Goal of the exercise: Take the entries below and print all of them exactly, please.

Extracted material:
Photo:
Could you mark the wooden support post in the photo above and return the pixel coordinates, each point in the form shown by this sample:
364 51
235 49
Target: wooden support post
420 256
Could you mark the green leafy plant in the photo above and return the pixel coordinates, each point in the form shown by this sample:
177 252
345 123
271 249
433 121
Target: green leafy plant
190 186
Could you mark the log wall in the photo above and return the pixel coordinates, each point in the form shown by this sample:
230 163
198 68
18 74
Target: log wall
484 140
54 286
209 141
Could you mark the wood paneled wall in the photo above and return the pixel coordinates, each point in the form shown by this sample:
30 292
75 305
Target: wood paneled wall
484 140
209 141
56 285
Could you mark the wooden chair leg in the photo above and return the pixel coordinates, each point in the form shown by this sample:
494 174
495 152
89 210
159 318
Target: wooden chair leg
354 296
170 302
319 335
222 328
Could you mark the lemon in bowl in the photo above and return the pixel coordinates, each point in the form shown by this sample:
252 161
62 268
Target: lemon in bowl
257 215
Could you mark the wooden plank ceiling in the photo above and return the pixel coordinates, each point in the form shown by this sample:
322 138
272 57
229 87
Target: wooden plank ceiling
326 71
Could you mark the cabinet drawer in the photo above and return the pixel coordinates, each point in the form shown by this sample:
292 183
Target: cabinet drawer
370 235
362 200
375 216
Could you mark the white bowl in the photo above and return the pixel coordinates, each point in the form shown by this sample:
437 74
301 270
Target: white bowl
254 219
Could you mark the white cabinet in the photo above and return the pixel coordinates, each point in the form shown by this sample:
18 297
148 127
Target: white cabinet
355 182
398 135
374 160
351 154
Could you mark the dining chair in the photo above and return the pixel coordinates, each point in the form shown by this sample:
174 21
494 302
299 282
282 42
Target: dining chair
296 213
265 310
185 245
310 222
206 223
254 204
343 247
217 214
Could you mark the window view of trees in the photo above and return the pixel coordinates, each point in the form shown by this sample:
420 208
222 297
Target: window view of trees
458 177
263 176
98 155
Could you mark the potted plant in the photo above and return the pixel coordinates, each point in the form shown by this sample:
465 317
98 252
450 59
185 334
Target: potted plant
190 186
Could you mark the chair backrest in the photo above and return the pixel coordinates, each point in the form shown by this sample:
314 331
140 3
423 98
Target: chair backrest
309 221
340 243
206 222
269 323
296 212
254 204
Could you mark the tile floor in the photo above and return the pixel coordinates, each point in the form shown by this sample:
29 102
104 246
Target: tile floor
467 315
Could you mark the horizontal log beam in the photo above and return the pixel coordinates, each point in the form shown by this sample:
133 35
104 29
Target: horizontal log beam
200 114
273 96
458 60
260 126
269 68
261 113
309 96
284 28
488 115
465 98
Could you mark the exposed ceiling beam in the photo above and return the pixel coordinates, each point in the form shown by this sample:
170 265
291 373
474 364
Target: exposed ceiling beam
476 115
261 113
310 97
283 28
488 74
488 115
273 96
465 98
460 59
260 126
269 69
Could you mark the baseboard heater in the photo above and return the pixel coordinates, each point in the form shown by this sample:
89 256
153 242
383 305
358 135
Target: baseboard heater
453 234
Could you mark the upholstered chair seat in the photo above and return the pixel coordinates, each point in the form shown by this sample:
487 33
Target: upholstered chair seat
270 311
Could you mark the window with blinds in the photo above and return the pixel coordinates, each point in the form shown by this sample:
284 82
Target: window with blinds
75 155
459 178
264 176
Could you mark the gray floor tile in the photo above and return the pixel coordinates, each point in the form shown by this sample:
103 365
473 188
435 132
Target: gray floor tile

Result for this task:
Photo:
Could you mark the wooden support post in the photo above and return the pixel coordinates, each point in the form shown by this sample:
364 51
235 49
Target: wooden support post
420 256
Could you mark the green leafy plant in the photo above and return the pixel coordinates, each point in the form shown by this sample:
177 252
345 123
271 249
433 121
Target: green leafy plant
190 186
Could you mark the log wall in the photo above and return the pixel coordinates, each point in the form shown by this sample:
230 163
198 68
18 74
Target: log wall
484 140
54 286
209 141
Could you mark the wood paneled wall in the photo above and return the pixel coordinates, each point in the form shown by this sample:
30 292
75 305
Target: wood paneled wall
484 140
209 141
56 285
Could you mark the wooden chair leg in the photo above and return the pixel coordinates, each point in the form shown by this sample:
494 174
495 152
89 210
159 318
Target: wooden chair leg
354 296
170 302
319 335
222 328
Could you mark the lemon in bowl in the photo above and return the pixel coordinates, each point in the form shown by this sample:
252 161
62 268
Target: lemon in bowl
257 215
Could you mark the wooden plank ceiling in the photo above and return the pixel coordinates, each point in the form shown by this sample:
322 138
272 57
229 87
Target: wooden plank ceiling
326 71
Could you mark the cabinet drawer in the photo above and return the pixel coordinates, each point in the form shown by this sample:
292 183
Target: cabinet drawer
370 235
362 200
375 216
Could you mark the white bowl in the photo above and return the pixel coordinates, each point in the form shown by this sample:
437 74
301 270
Target: white bowl
254 219
Could you mark the white cabinet in the photo above and return the pixel coordinates, each point in the form shown by this sample:
18 297
148 127
Target: white cabinet
355 182
398 135
374 160
351 154
Could you mark the dining chair in the photo above and return the pixel coordinates, each point in the form shown by this sample:
174 21
494 302
299 282
282 42
Target: dining chair
296 213
265 310
185 245
310 222
206 223
254 204
343 247
217 214
Could you mark the window view of trees in the photo above and return the pixel coordinates, each point in the form shown by this sample:
420 208
222 297
Target: window view of trees
458 177
263 176
98 155
Could you mark the potted plant in the photo above and return the pixel coordinates, each point in the form shown by this sample:
465 317
98 252
450 59
185 334
Target: potted plant
190 186
Could you mark the chair backrest in the photo above and return the pixel coordinates, each point in the form shown by this sample:
314 331
140 3
423 98
Target: chair backrest
309 221
340 243
206 222
269 323
296 212
254 204
Could you mark the tile floor in the photo above and return the pixel coordinates, each point in the form shown by this sample:
29 102
104 246
Target: tile floor
467 315
Could you mark the horizontal log beam in the photo above and return the pixel coordinates, each point in the form shown by this sample:
133 35
104 29
Target: horizontal log beam
200 114
273 96
458 60
260 126
269 68
261 113
309 96
284 28
488 115
465 98
Could you mark the exposed ceiling beam in the photo above and return the pixel coordinates, each point in the form shown by this sample:
170 265
291 373
474 364
Target: exposed ceiling beam
476 115
261 113
310 97
283 28
488 74
488 115
273 96
465 98
460 59
260 126
269 69
Could you mark the baseboard heater in the photo above and return the pixel coordinates, each point in the form shown by this sample:
89 256
153 242
383 305
358 135
Target: baseboard heater
453 234
Could you mark the upholstered chair seat in the photo above and return the pixel coordinates, each point in the form shown by this sample:
487 33
Target: upholstered chair seat
270 311
Could you mark the window with blinds in the photo above and return the pixel coordinates, each point in the form shown by this sample:
284 82
Target: window with blinds
75 155
459 178
264 176
Could you mark the gray floor tile in the photo above and return the pixel coordinates, each point in the form shown by this sample:
103 365
473 188
435 132
Target: gray floor tile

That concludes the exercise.